作業内容 |
1. 次の(a)〜(c)のそれぞれが出典の記述と一致するかを判定し、はい・いいえで答えてください。各判定の根拠となる出典の文言をそのまま引用してください。(a) ペルソナはラテン語で「persona」と記述する。(b) ペルソナを用いてマーケティングを行うことは、一般的に「ターゲットマーケティング」と呼ばれる。(c) ペルソナの作り込みには時間を掛ける必要がない。
2. 出典によると、マーケティング業界におけるペルソナとはどのようなものを指しますか。
3. 出典のうち、「ペルソナ設計はホームページ制」で始まり「体性を高めることも可能です。」で終わる範囲を、両端の語句も含めて一字一句変えずに出力してください。

出典 |
ホームページ制作

ホームページ制作会社を選ぶ時のポイントと制作・・・
2020.05.23
TRASPコラム
ホームページ制作
ホームページ制作において自社のターゲットユーザーに効率よくアプローチを行うためには、細かいユーザー象の設定が必要です。細かいユーザー象を設定するときに役立つのが、「ペルソナ」の設定です。
ペルソナ設計はホームページ制作で基本的な作業ですが、制作の担当者になったばかりの方は「内容が複雑で分かりにくい」と思うかもしれません。ペルソナの作り込みにはある程度時間を掛ける必要がありますが、コツさえつかめばスムーズに工程を進められます。
今回はペルソナ設計について詳しく知りたい方向けに、ペルソナとは何か、そして設定のメリットや作成手順などをご紹介していきます。
目次
ペルソナとはラテン語で「persona」と記述します。綴りを見ると、「person」という単語によく似ていることが分かると思います。
personという単語から想像できる通り、ペルソナとは本来「役割、人、人格」などを表していました。そしてマーケティング業界では意味合いが若干変わり、「ユーザー属性を複数細かく設定して、人物像が思い浮かぶようにしたもの」となります。
ホームページに限らず、Webコンテンツの制作においてはペルソナの設定がマーケティング成功のために一つ重要となっています。ちなみにペルソナを用いてマーケティングを行うことを、一般的に「ペルソナマーケティング」と呼ぶので覚えておきましょう。
ペルソナとターゲット(ターゲットユーザー)は、「自社のコンテンツの対象にすべきユーザー象」という点では同じです。ペルソナとターゲットの違いについては、その設定の細かさを比較すれば分かりやすいでしょう。
ターゲットの場合は、ユーザー象を層として考えます。つまり「20代の関東地方に住んでいる主婦」というようにざっくりとした設定を作り出して活用するのがポイントです。ターゲットを設定するのとしないのとではマーケティングの精度に差がありますが、上記の設定はさらに深堀して具体性を高めることも可能です。

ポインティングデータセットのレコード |
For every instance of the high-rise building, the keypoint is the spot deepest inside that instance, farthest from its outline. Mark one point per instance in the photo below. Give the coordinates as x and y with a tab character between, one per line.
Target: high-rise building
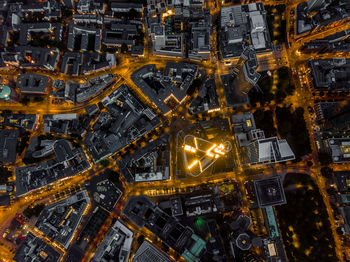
313	5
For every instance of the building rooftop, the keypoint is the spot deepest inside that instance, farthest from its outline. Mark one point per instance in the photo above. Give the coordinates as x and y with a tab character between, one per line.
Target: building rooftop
68	162
104	192
339	149
59	221
240	23
207	99
165	89
342	180
35	249
269	192
116	244
330	74
151	163
147	253
32	83
144	213
8	144
127	119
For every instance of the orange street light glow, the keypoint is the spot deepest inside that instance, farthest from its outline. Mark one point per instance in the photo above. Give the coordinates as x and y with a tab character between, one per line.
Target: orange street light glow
190	149
209	153
193	164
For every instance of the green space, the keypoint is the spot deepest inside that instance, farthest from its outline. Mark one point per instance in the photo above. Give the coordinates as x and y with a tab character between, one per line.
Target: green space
33	211
264	121
292	127
273	11
284	87
303	222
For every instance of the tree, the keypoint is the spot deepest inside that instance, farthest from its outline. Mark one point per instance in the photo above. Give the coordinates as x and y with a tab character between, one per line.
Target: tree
132	14
124	48
104	162
140	239
327	172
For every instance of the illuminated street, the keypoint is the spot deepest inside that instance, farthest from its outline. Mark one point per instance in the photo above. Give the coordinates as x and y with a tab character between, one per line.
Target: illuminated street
188	130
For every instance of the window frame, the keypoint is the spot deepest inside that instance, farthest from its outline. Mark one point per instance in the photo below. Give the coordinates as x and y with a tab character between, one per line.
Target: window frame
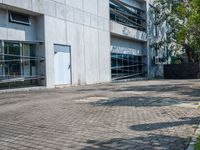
11	13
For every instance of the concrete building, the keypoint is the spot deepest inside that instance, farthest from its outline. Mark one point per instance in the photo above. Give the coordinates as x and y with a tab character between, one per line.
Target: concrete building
73	42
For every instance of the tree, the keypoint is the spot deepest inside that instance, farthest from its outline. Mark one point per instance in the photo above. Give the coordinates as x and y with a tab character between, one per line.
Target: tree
181	19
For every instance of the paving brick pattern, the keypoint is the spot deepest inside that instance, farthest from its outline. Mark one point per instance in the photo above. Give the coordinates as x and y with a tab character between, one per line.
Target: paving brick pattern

解答 |
1.
(a) はい。根拠：『ペルソナとはラテン語で「persona」と記述します。』
(b) いいえ。根拠：『一般的に「ペルソナマーケティング」と呼ぶ』
(c) いいえ。根拠：『ペルソナの作り込みにはある程度時間を掛ける必要があります』

2. ユーザー属性を複数細かく設定して、人物像が思い浮かぶようにしたものを指します。

3.
ペルソナ設計はホームページ制作で基本的な作業ですが、制作の担当者になったばかりの方は「内容が複雑で分かりにくい」と思うかもしれません。ペルソナの作り込みにはある程度時間を掛ける必要がありますが、コツさえつかめばスムーズに工程を進められます。
今回はペルソナ設計について詳しく知りたい方向けに、ペルソナとは何か、そして設定のメリットや作成手順などをご紹介していきます。
目次
ペルソナとはラテン語で「persona」と記述します。綴りを見ると、「person」という単語によく似ていることが分かると思います。
personという単語から想像できる通り、ペルソナとは本来「役割、人、人格」などを表していました。そしてマーケティング業界では意味合いが若干変わり、「ユーザー属性を複数細かく設定して、人物像が思い浮かぶようにしたもの」となります。
ホームページに限らず、Webコンテンツの制作においてはペルソナの設定がマーケティング成功のために一つ重要となっています。ちなみにペルソナを用いてマーケティングを行うことを、一般的に「ペルソナマーケティング」と呼ぶので覚えておきましょう。
ペルソナとターゲット(ターゲットユーザー)は、「自社のコンテンツの対象にすべきユーザー象」という点では同じです。ペルソナとターゲットの違いについては、その設定の細かさを比較すれば分かりやすいでしょう。
ターゲットの場合は、ユーザー象を層として考えます。つまり「20代の関東地方に住んでいる主婦」というようにざっくりとした設定を作り出して活用するのがポイントです。ターゲットを設定するのとしないのとではマーケティングの精度に差がありますが、上記の設定はさらに深堀して具体性を高めることも可能です。